- Miércoles 6 de enero de 2021. Día fatídico en que Donald Trump, presidente de los Estados Unidos, incita a una insurrección nacionalista-cristiana que busca interrumpir el proceso democrático que dio a Joseph Biden como ganador [1]. En los días siguientes, la Cámara de Representantes aprueba un proceso de destitución que el Senado deliberará y decidirá en las próximas semanas. La acusación establece que Trump ha violado su solemne juramento tal como lo define la Constitución de 1787, Art II, sección 2: “Juro (o afirmo) solemnemente que ejecutaré fielmente el cargo de presidente… y preservaré, protegeré y defenderé la Constitución de los Estados Unidos.”
- Trump tenía en mente declarar un estado de emergencia, imponer ley marcial con el fin de revertir el proceso democrático y así instalarse indefinidamente en la presidencia. Buscaba la participación de las fuerzas armadas, pero la jefatura del Estado Mayor no lo apoya, y taxativamente declara el 12 de enero que los militares respetan la decisión del pueblo y no estaban dispuestos a colaborar con un plan sedicioso. El Estado Mayor afirma que “las fuerzas armadas de los Estados Unidos están enteramente comprometidas en la protección y defensa de la Constitución de los Estados Unidos frente a todos sus enemigos, externos e internos”[2].
- La devoción constitucional de los militares estadounidenses, y de la ciudadanía en general, por la Constitución es legendaria. El documento original se preserva en la rotunda del edificio del Archivo Nacional en Washington. Desde 1950, se exhibe al público en cámaras selladas de vidrio templado. De su interior se ha extraído el aire reemplazándolo por helio neutro para evitar toda corrosividad. Es un documento sagrado para los siglos.

[Registros de señalamiento de objetos en fotos]
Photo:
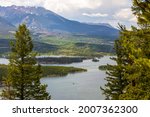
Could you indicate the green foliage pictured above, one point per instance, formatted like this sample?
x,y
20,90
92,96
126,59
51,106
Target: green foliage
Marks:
x,y
23,78
130,78
47,71
103,67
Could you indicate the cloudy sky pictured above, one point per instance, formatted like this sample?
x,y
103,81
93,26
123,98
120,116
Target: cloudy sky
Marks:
x,y
95,11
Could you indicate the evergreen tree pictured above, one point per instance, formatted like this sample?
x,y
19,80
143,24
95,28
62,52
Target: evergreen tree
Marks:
x,y
115,79
23,79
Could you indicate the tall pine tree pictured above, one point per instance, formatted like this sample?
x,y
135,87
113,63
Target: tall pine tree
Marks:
x,y
23,79
130,78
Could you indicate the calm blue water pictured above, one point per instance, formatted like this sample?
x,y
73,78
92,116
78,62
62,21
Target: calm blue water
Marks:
x,y
79,86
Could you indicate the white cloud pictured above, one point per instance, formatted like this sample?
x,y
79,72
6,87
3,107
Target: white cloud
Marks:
x,y
95,15
70,5
56,5
112,11
125,14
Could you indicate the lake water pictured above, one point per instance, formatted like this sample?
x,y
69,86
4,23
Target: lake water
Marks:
x,y
79,86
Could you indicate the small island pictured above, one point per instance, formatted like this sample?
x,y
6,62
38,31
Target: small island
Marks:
x,y
47,71
103,67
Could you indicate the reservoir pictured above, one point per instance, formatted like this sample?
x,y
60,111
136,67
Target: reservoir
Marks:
x,y
79,86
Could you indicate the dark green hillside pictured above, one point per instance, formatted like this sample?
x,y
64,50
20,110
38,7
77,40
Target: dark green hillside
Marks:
x,y
38,46
47,71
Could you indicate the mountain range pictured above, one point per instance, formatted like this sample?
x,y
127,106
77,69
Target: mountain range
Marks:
x,y
42,21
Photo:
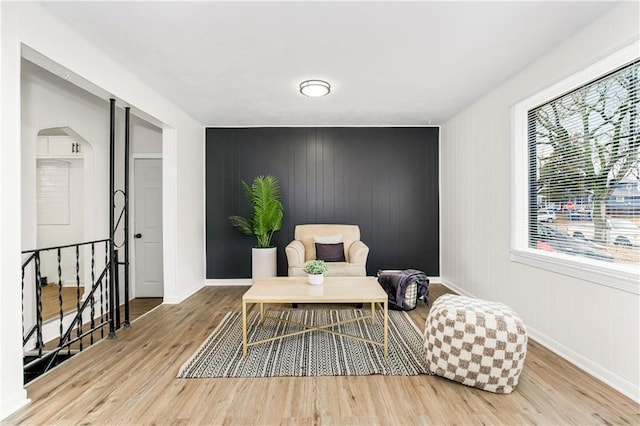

**Desafíos**
[A] Resume el texto en dos oraciones.
[B] Enumera todos los años que aparecen en el texto.
[C] Imprime, por favor, el fragmento del texto entre "- La devoción" y "para los siglos.", ambos incluidos.

**Respuestas del ejercicio**
[A] El 6 de enero de 2021, Donald Trump incitó una insurrección que buscaba interrumpir el proceso democrático que dio como ganador a Joseph Biden, y la Cámara de Representantes aprobó un proceso de destitución por haber violado su juramento constitucional. Trump buscó la participación de las fuerzas armadas para imponer la ley marcial, pero el Estado Mayor se negó y reafirmó su compromiso con la Constitución, cuyo documento original se preserva en el Archivo Nacional en Washington.

[B]
2021
1787
1950

[C]
- La devoción constitucional de los militares estadounidenses, y de la ciudadanía en general, por la Constitución es legendaria. El documento original se preserva en la rotunda del edificio del Archivo Nacional en Washington. Desde 1950, se exhibe al público en cámaras selladas de vidrio templado. De su interior se ha extraído el aire reemplazándolo por helio neutro para evitar toda corrosividad. Es un documento sagrado para los siglos.